* Input data *
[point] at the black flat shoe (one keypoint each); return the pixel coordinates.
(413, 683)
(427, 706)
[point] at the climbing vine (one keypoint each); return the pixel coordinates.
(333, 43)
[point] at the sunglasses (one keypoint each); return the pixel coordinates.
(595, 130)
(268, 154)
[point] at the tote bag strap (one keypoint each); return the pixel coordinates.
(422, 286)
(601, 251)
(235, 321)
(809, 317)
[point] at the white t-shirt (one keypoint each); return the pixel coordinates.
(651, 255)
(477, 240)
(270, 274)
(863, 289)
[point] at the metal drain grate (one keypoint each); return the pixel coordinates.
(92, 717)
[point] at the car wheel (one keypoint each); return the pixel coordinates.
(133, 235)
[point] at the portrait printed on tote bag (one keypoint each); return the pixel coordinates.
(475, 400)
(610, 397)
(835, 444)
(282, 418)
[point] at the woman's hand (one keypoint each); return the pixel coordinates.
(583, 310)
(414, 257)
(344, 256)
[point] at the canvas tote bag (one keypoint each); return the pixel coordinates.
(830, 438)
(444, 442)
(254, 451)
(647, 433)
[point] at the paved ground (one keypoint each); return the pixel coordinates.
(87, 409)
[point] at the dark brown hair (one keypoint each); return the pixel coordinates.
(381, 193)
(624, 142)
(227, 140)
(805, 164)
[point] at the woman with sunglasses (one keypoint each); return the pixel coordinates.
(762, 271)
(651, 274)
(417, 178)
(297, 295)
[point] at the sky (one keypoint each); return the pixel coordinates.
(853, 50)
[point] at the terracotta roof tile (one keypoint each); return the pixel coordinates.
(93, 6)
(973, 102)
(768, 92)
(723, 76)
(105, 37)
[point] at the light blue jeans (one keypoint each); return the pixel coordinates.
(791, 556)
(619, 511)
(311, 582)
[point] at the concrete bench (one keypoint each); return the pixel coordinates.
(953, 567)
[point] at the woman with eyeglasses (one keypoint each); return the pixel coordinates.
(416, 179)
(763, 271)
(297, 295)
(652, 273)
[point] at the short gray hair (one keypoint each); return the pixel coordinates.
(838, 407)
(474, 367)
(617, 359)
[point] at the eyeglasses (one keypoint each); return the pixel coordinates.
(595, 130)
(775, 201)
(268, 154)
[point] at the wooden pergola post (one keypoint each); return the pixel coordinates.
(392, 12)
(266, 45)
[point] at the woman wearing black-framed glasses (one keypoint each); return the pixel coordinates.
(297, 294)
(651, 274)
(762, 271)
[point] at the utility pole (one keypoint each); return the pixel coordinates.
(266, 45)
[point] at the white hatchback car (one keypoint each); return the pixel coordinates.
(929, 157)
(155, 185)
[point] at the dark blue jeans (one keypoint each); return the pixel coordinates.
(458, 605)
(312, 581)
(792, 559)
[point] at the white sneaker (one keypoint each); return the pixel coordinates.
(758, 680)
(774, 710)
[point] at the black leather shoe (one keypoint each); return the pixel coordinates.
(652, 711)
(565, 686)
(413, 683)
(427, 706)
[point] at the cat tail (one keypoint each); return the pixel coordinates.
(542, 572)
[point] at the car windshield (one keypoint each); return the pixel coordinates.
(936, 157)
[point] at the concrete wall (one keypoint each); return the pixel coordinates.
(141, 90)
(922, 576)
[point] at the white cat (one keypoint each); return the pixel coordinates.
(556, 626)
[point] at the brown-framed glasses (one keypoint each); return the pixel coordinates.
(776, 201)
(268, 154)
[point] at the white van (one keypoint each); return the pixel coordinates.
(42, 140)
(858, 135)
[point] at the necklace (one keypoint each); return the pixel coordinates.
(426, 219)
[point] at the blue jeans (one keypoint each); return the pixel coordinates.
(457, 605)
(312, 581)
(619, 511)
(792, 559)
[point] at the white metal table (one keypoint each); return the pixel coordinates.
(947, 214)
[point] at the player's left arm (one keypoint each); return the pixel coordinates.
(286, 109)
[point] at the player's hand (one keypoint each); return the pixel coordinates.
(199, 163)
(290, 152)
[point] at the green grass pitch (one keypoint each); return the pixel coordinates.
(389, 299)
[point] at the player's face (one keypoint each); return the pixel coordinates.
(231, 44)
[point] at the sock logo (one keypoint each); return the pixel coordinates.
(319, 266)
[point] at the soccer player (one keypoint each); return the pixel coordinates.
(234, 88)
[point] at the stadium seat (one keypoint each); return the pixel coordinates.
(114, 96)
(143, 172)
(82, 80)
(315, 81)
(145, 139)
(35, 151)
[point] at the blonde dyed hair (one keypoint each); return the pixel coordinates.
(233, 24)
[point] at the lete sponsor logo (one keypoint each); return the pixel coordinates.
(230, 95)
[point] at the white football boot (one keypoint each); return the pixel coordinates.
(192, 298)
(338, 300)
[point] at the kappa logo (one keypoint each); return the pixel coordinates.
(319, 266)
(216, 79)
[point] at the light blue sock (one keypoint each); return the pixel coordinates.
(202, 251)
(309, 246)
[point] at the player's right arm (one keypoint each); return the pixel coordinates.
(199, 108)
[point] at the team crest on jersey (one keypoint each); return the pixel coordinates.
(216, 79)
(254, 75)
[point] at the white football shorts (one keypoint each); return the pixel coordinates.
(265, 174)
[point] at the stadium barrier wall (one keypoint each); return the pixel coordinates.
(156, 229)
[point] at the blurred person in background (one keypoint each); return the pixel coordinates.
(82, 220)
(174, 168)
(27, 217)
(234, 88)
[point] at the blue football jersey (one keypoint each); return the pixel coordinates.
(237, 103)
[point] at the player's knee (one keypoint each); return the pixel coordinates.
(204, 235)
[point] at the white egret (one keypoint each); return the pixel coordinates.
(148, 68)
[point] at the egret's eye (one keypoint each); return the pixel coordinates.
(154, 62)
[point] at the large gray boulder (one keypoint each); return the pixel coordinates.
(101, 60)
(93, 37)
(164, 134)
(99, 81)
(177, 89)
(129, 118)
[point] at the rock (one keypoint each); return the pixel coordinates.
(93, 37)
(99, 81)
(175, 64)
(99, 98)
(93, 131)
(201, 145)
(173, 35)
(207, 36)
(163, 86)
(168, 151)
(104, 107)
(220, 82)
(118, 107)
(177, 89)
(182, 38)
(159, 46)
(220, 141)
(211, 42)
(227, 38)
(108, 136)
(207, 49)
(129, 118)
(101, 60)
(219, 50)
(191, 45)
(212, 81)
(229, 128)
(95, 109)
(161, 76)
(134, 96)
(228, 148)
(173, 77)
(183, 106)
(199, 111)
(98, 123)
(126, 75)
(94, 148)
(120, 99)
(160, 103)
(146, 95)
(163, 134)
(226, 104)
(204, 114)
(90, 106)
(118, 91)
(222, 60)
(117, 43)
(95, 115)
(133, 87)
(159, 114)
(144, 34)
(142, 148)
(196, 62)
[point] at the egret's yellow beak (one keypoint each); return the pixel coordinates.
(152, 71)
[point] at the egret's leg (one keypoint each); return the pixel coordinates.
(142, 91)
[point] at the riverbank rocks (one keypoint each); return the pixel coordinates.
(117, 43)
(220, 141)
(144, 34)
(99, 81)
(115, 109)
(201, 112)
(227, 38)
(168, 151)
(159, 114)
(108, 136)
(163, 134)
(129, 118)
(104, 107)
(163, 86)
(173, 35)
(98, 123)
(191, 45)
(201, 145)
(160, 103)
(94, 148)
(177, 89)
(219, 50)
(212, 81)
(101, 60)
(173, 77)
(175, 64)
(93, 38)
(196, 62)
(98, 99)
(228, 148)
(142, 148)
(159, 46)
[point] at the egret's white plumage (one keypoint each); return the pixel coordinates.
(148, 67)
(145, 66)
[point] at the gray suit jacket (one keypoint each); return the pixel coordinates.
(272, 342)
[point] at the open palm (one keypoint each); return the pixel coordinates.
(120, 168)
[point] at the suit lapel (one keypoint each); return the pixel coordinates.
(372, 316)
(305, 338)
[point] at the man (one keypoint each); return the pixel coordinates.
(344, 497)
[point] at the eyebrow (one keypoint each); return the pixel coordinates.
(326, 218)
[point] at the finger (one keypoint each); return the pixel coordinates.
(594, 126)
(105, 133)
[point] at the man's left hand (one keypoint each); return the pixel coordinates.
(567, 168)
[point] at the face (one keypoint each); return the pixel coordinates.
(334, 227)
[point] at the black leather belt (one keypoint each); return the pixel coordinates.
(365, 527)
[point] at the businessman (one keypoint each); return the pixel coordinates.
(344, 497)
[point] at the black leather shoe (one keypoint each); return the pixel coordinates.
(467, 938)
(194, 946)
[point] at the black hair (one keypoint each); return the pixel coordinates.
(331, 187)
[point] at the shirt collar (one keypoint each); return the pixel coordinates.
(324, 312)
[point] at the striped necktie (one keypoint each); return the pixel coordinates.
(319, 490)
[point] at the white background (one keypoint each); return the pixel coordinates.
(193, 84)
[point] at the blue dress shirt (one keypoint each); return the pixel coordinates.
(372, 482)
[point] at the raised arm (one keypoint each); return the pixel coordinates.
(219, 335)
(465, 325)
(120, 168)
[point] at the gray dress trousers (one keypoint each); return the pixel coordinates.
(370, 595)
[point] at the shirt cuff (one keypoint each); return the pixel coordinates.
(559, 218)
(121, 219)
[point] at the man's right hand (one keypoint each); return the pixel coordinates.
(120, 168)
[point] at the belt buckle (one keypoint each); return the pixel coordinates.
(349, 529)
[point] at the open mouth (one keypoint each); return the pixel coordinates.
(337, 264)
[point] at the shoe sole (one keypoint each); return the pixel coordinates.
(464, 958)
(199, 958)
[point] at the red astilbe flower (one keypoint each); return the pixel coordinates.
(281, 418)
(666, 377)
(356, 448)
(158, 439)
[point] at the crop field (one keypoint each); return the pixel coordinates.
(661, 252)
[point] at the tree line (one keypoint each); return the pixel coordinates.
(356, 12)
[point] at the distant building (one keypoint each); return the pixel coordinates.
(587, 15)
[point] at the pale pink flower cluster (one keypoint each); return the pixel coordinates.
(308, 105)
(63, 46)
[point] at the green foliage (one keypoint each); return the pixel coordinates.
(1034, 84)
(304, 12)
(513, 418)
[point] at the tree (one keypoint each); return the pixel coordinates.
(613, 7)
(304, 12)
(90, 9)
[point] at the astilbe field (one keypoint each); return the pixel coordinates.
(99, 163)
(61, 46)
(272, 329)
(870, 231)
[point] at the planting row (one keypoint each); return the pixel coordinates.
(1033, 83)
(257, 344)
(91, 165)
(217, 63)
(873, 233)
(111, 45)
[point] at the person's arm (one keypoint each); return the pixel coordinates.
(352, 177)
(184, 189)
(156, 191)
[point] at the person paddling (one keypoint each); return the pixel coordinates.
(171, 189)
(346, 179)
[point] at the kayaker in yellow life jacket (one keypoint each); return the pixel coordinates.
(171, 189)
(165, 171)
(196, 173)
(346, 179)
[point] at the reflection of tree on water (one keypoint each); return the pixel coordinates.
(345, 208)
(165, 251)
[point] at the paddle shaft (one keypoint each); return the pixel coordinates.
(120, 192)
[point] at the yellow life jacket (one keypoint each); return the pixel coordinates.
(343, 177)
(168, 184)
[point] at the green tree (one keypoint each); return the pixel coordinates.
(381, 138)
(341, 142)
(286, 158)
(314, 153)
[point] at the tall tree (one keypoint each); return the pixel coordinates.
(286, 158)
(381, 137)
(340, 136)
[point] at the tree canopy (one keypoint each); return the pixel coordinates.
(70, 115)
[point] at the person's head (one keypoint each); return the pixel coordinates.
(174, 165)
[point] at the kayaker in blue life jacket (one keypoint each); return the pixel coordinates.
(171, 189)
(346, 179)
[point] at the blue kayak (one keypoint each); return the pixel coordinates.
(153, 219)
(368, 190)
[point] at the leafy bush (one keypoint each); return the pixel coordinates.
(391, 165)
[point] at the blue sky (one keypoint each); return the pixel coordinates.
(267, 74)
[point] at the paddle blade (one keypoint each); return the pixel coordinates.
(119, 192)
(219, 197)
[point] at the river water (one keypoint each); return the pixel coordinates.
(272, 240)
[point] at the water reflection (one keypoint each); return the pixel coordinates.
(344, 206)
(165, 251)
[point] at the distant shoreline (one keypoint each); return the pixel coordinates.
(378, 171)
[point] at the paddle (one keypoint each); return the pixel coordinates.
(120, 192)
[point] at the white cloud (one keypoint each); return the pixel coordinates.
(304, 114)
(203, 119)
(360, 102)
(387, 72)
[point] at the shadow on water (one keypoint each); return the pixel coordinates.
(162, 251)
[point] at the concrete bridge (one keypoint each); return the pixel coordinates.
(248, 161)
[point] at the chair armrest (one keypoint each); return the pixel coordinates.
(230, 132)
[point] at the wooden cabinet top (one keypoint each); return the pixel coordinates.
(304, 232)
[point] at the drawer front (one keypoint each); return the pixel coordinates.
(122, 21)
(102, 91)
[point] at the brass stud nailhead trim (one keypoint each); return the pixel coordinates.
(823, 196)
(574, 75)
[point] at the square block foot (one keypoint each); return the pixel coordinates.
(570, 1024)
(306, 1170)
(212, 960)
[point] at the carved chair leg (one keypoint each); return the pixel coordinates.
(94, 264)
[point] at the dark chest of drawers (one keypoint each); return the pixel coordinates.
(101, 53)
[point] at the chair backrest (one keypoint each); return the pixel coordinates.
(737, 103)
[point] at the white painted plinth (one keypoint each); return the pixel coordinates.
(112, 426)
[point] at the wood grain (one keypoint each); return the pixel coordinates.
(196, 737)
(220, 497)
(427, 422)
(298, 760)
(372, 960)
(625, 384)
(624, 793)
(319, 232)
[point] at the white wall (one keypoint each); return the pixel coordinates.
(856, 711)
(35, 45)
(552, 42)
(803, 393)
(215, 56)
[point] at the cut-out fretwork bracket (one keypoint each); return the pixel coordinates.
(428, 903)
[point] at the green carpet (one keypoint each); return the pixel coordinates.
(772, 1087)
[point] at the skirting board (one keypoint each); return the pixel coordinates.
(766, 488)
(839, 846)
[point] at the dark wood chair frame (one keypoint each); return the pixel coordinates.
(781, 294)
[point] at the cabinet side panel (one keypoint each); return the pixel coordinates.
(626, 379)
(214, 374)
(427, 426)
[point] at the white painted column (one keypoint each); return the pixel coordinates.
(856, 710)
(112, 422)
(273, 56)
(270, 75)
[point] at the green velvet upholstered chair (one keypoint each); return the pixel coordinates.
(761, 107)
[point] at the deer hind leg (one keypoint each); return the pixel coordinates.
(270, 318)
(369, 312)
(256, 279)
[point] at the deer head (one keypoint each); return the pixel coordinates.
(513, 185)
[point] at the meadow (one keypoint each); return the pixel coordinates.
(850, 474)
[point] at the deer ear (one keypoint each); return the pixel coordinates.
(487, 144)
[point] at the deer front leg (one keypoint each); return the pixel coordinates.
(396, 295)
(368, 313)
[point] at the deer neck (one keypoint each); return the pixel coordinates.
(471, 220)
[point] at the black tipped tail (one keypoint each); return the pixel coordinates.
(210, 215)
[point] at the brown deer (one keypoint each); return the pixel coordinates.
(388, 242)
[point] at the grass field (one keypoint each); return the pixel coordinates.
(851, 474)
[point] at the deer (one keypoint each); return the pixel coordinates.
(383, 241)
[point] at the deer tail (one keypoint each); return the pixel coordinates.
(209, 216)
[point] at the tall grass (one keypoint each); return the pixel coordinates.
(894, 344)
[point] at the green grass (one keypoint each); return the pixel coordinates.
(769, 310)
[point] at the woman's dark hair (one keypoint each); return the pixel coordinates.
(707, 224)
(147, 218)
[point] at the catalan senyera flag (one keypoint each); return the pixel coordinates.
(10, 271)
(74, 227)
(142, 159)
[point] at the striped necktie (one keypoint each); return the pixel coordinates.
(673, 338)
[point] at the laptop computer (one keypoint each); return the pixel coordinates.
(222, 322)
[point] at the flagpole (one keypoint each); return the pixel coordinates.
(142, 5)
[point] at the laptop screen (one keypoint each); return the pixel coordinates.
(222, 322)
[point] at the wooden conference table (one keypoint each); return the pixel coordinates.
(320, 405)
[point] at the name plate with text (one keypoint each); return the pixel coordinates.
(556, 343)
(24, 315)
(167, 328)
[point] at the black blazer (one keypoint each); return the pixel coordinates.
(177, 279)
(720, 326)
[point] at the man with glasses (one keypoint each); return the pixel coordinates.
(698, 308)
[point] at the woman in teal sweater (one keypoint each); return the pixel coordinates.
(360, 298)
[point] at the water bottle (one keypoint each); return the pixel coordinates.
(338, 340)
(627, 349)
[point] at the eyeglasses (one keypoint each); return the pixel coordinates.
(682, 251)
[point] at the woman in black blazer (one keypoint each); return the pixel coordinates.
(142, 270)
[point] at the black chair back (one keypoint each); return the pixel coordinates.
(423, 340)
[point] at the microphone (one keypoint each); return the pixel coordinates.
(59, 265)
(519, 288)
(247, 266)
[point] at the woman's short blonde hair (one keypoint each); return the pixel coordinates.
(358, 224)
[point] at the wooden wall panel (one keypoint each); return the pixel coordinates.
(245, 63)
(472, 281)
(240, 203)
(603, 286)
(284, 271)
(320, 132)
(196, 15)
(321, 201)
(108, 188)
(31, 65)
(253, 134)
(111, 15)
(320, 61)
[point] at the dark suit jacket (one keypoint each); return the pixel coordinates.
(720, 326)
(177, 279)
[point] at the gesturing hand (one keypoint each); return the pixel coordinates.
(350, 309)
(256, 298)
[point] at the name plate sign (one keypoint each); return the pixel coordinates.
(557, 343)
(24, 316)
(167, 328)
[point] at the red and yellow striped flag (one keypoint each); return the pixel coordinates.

* Written problem *
Can you copy the data above word for word, starting at the line containing "[point] at the white painted plinth" and ending at the line containing "(772, 1087)", with both of those lines included?

* Solution below *
[point] at the white painted plinth (one keypoint each); return the pixel coordinates.
(112, 426)
[point] at the wood grain (one keypoint each); return the pixel coordinates.
(196, 737)
(220, 497)
(427, 422)
(298, 760)
(372, 960)
(625, 384)
(624, 793)
(319, 232)
[point] at the white wall (one keypoint each); return the pixel coordinates.
(856, 711)
(35, 45)
(552, 42)
(803, 393)
(215, 56)
[point] at the cut-out fretwork bracket (one keypoint each); return the pixel coordinates.
(428, 903)
[point] at the green carpet (one keypoint each); return the pixel coordinates.
(772, 1087)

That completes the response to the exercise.